ЧТО НУЖНО СДЕЛАТЬ:
Напишите продолжение отрывка о партизанской разведке, начиная сразу после последней фразы.

ТЕКСТ:
---------------

5
5
Прошло несколько дней. Живя на центральной базе, посещая заставы, я приглядывался к партизанам, заговаривал с ними, пытаясь выяснить, насколько хорошо знают люди обстановку в ближайшем районе, стараясь угадать среди них будущих разведчиков... Это первое поручение Григория Матвеевича Линькова занимало все мое время.
Совершенно так же, как в любом другом деле, в деле разведки вражеского тыла могут работать люди с различными склонностями, характерами, вкусами; люди, весьма отличные друг от друга по жизненному опыту, образованию, даже по способностям.
Это, как всегда и везде, предопределено самой организацией дела.
Сдержанность и дисциплинированность, — пожалуй, самые необходимые качества для разведчика.
Самовлюбленный, болтливый, расхлябанный человек для работы в разведке не подойдет, имей он хоть семь пядей во лбу...
Еще в ночь приземления на Булевом болоте я заметил среди набившихся в командирскую землянку людей крепкого человека лет тридцати пяти, малоразговорчивого и, видимо, очень спокойного.
На следующий день Линьков познакомил нас.
— Якушев Федор, — баском назвался партизан, подавая темную, твердую, как дерево, руку.
— Был комиссаром в отряде Заслонова, — пояснил Григорий Матвеевич. — Начинал осенью сорок первого под Оршей. А в апреле пожаловал к нам...
Чувствовалось, Линьков относится к Якушеву с доверием и благожелательностью.
— Ты, Федор Никитич, расскажи капитану Черному
[37]
о себе... Можешь быть абсолютно откровенным, — добавил он.
Якушев потер подбородок, помедлил.
— Значит, так, — начал он. — Перед самой войной, в мае сорокового года, назначили меня заместителем начальника политотдела Минского отделения Западной железной дороги...
— Вы потомственный железнодорожник? — перебил я.

---------------

ПЕРЕЧЕНЬ МАТЕРИАЛОВ:
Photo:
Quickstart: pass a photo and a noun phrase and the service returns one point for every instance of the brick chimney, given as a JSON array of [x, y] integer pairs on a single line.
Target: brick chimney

---------------

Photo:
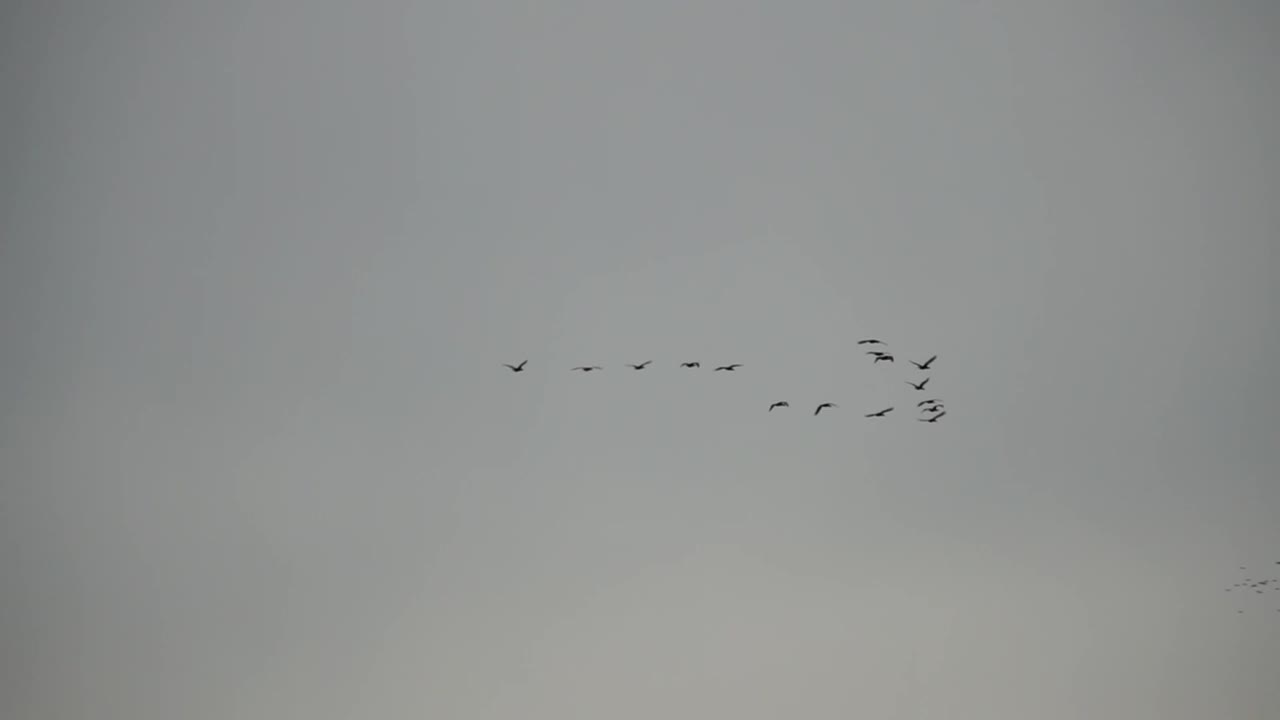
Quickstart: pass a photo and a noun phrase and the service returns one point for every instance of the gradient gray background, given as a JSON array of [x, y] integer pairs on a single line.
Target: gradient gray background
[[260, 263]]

---------------

ОТВЕТ К ЗАДАНИЮ:
— Нет. Родители крестьянствовали... О Стодолище слышали? Ну — под Смоленском? Вот там наша деревня недалеко — Березовка... До двадцать второго года и я в деревне жил. А как поступил в Рославльский механический техникум путей сообщения, так и пошел по одной колее.
— Ясно... Вы говорили о мае сорокового года.
— Да... Поработал я, стало быть, заместителем начальника политотдела до января сорок первого, и направили меня на курсы политуправления НКПС при Ленинградском институте железнодорожного транспорта. А как война началась — обратно в Минск. Только Минск уже захвачен был, и пришлось осесть в Орше. Тут меня сразу — бах! — начальником политотдела Оршанского отделения дороги... Отсюда уже последним эшелоном мы, железнодорожники, выбирались в Вязьму. Как сейчас помню, тринадцатого июля, в двадцать три часа тринадцать минут. Немец уже на станцию врывался...
— Значит, повезло.
— Не больно повезло. Ехали мы в Смоленск, а доехали только до Присельской: дальше по дороге, в Ярцево, фашисты десант выбросили.
— Как же вы?
— Да как. Паровоз взорвали, имущество сожгли, а сами пешим порядком, отдельными группами — к Вязьме.
— Почему группами?
— Да в эшелоне-то тысячи полторы человек было. Разве такой махиной под бомбежками двинешь? А группами почти все благополучно добрались.
— Понятно.
— В Вязьме политотдел Западной дороги и поручил мне подбирать людей для выполнения заданий в тылу врага. Из коммунистов Вяземского узла, конечно. А потом, уже в сентябре, Смоленский обком ВКП(б) назначил меня комиссаром отряда к Константину Сергеевичу Заслонову...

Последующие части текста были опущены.